- **EXERCISE DETAILS**
From the PDF signing post below, copy the passage from "Create an Annotation" to "the final trailer." word for word.

- **EXCERPT PROVIDED**
2012-06-08T00:00:00-07:00

Actually, I’ve sent a mail about that roadmap but for those who didn’t see it, here is the current progress in GSoC PDF signing project.

After weeks of reading the PDF reference and inspecting the PortableSigner implementation, here is what I must do to implement signing support:

Create an Annotation object of Widget subtype. Make it’s width and height zero since we don’t want to make the signature visible, for now. (Yes, digital signatures may be visible. There is even a document about that.)
Create and AcroForm field (/FT/Sig) as the parent of the Annotation object we created. Only buttons, combobox, listbox, edit and hierarchy is defined now.
Create a Signature dictionary (/Type/Sig). AcroForm field must point to that dictionary in the /V field. This is the crucial object. Prepare a PKCS#7 object and use it as the /Contents value. It must contain the X.509 certificate and the encrypted message digest.
Modify /Catalog object of the PDF document so that /AcroForm points to the our AcroForm field.
Modify the first /Page object so that it’s /Annots key points to our Annotation object.
Write a new xref table and the final trailer.

That’s all, it’s very easy :) It seems most of these changes will be applied to vcl/source/gdi/pdfwriter_impl.{c,h}xx files.

As Thorsten said, I will mimic the behaviour of the PortableSigner tool first. PortableSigner use the incremental updating feature of the PDF. This feature allows pdf editing tools to edit PDF file by adding new or existing objects to the end of the file. So, if an object exists more than once, last occurence is used.

Stored data
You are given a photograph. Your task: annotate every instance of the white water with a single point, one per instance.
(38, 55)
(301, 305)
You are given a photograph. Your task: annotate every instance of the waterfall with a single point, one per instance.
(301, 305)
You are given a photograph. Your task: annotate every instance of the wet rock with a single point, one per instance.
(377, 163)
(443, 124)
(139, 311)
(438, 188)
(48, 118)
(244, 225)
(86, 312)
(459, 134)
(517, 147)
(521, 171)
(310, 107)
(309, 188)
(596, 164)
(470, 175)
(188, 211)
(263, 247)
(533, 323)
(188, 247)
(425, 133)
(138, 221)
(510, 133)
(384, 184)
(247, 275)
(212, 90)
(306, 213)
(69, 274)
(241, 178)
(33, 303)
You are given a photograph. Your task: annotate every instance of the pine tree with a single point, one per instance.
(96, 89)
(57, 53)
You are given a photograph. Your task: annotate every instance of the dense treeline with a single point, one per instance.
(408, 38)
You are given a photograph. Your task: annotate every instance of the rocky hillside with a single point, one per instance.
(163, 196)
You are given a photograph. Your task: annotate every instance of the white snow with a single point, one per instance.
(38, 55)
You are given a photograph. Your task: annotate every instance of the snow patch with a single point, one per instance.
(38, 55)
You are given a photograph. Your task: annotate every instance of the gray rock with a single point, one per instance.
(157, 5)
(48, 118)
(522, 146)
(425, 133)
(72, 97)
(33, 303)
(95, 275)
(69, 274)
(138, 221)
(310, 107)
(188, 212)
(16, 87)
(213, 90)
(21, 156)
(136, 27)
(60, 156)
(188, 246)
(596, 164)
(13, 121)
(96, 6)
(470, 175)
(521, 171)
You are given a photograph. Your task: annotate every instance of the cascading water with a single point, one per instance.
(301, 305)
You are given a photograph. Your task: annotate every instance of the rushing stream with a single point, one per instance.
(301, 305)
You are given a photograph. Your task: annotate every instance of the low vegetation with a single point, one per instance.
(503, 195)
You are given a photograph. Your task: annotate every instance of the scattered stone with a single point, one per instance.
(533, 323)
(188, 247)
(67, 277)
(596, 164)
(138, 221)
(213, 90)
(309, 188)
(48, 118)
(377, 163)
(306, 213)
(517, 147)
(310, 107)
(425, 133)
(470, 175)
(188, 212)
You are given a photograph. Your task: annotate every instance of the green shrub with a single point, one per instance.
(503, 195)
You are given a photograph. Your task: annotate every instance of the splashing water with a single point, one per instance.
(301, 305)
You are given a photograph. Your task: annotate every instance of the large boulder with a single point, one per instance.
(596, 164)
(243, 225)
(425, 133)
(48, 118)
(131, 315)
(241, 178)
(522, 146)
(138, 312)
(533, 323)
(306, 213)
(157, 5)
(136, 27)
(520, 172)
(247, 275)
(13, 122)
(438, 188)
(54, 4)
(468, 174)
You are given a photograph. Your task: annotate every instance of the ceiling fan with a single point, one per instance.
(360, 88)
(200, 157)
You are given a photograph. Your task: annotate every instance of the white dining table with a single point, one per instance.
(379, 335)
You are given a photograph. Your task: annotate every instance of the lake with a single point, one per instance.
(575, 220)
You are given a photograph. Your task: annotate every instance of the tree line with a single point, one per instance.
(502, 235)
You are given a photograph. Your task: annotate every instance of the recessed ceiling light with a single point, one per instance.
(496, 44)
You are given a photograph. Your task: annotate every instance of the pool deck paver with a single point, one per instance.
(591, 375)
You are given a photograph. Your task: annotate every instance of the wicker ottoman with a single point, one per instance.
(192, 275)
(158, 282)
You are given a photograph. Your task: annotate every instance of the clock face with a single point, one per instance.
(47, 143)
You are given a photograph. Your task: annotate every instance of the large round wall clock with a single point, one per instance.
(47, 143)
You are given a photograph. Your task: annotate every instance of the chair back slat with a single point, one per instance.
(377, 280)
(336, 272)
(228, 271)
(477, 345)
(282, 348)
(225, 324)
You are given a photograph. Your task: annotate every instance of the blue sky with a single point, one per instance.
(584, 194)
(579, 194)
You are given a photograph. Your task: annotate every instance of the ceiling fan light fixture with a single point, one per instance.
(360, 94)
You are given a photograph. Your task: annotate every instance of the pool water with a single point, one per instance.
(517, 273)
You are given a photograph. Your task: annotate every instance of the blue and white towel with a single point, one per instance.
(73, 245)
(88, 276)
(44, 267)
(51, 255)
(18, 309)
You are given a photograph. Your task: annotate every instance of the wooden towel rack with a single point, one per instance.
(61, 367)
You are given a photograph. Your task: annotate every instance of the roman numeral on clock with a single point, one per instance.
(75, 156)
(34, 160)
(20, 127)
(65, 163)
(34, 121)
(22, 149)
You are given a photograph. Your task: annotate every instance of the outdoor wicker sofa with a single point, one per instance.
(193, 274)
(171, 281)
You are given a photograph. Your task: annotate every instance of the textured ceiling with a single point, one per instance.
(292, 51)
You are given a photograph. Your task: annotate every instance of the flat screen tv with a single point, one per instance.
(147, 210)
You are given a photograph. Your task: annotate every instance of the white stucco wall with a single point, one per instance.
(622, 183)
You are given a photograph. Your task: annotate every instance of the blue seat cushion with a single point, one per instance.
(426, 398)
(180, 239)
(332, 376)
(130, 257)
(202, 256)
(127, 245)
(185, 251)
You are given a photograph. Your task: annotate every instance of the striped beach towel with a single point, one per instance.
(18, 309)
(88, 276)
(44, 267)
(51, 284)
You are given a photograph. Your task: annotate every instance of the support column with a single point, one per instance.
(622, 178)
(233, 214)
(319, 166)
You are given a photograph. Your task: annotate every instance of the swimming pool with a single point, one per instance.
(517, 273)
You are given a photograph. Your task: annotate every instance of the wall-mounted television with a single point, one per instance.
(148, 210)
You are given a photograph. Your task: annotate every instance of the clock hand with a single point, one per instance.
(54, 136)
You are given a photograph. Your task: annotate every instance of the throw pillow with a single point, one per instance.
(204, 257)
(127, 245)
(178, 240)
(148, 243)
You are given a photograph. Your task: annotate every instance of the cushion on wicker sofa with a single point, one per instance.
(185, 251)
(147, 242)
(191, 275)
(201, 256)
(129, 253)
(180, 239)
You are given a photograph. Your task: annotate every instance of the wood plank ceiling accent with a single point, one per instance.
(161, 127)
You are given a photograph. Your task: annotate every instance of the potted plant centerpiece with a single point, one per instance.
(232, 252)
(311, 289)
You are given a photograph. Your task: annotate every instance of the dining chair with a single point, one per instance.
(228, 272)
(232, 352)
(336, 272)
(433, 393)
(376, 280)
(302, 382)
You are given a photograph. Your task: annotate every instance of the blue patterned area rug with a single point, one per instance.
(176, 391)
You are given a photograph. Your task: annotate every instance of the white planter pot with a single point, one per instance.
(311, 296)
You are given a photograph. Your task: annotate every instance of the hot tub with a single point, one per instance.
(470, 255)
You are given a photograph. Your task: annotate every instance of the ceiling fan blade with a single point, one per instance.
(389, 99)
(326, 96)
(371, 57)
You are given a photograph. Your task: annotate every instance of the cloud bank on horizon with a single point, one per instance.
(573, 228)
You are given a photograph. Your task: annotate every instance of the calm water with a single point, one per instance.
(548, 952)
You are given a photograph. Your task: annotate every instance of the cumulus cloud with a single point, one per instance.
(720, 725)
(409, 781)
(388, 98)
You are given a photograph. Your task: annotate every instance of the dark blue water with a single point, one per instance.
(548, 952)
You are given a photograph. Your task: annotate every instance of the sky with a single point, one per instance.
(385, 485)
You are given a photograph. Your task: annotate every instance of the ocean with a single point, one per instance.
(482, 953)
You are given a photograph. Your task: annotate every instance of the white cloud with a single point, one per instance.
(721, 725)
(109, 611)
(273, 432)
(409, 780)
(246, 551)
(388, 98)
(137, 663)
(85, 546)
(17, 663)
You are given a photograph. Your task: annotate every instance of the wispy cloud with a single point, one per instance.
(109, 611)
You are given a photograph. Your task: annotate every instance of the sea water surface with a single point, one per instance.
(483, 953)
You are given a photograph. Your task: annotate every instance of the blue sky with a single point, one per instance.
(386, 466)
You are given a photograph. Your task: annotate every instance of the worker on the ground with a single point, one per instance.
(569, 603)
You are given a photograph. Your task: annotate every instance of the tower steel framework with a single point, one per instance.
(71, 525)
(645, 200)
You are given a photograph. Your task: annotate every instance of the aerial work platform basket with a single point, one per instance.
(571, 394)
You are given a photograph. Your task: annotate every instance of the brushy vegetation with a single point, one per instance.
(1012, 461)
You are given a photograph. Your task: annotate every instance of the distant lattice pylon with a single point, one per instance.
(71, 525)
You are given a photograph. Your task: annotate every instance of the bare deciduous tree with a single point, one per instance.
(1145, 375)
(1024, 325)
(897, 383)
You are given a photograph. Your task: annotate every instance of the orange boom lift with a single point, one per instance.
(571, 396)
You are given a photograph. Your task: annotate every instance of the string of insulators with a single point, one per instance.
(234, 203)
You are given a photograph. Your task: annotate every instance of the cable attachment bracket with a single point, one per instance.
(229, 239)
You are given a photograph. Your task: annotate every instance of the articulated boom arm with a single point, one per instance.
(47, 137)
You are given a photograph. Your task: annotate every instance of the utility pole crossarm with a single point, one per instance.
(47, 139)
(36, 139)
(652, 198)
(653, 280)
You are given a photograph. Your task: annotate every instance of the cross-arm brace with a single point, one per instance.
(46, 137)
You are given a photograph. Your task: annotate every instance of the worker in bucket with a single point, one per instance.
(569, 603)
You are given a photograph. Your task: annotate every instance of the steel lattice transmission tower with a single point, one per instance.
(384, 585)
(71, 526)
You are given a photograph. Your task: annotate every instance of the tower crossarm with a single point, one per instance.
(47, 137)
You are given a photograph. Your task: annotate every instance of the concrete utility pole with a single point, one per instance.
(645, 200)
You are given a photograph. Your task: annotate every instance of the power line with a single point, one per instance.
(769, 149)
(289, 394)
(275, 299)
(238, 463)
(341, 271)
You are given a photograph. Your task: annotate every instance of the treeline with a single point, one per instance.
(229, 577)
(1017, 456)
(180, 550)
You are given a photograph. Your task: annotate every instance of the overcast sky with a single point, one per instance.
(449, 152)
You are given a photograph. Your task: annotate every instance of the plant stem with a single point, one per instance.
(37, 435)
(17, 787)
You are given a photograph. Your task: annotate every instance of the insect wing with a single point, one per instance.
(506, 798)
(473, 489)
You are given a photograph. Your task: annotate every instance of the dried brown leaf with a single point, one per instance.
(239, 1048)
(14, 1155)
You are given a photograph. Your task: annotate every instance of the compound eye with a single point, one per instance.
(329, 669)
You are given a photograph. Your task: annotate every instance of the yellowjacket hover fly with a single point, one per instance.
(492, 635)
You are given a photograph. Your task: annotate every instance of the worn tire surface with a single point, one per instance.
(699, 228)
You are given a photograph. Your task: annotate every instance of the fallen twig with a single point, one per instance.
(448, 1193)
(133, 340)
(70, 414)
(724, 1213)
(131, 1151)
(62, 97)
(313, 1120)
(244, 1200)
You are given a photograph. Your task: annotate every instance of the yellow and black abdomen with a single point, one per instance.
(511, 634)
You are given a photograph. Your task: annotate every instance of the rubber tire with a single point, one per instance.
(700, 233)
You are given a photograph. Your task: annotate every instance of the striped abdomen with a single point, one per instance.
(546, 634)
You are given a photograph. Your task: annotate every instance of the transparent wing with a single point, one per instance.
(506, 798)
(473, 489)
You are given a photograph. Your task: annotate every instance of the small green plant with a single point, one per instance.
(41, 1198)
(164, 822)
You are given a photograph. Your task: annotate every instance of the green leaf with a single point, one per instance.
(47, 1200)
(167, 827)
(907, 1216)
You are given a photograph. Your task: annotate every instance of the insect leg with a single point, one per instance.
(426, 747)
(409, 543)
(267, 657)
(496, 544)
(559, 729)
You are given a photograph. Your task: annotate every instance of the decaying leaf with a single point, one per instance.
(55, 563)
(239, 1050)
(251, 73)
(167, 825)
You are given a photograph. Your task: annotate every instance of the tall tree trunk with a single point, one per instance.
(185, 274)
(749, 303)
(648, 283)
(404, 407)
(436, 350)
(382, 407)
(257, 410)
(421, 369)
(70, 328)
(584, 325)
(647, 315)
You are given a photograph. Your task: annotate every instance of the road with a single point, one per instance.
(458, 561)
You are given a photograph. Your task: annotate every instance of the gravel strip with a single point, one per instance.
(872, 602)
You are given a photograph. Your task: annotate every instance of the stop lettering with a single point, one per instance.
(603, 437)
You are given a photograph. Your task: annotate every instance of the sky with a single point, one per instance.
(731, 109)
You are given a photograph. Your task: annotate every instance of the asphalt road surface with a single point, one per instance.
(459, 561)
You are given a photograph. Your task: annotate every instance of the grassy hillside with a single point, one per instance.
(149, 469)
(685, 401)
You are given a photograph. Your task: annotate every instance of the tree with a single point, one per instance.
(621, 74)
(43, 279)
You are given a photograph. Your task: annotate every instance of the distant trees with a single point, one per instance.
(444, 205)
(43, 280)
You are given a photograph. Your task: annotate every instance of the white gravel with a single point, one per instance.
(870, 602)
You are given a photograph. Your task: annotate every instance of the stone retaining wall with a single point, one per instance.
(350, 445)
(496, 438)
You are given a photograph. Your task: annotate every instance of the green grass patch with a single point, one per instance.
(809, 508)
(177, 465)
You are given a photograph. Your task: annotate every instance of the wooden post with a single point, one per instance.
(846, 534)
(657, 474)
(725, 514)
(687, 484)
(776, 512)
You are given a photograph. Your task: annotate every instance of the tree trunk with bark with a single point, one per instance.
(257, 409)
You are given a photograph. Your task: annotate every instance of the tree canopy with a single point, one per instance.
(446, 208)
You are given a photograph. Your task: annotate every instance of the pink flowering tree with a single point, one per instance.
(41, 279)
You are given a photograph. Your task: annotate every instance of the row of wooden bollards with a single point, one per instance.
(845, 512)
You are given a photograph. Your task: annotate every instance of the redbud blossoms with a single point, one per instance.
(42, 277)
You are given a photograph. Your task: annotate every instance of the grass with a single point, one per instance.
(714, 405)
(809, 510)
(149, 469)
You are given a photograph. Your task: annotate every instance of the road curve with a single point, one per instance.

- **COMPLETE OUTPUT**
Create an Annotation object of Widget subtype. Make it’s width and height zero since we don’t want to make the signature visible, for now. (Yes, digital signatures may be visible. There is even a document about that.)
Create and AcroForm field (/FT/Sig) as the parent of the Annotation object we created. Only buttons, combobox, listbox, edit and hierarchy is defined now.
Create a Signature dictionary (/Type/Sig). AcroForm field must point to that dictionary in the /V field. This is the crucial object. Prepare a PKCS#7 object and use it as the /Contents value. It must contain the X.509 certificate and the encrypted message digest.
Modify /Catalog object of the PDF document so that /AcroForm points to the our AcroForm field.
Modify the first /Page object so that it’s /Annots key points to our Annotation object.
Write a new xref table and the final trailer.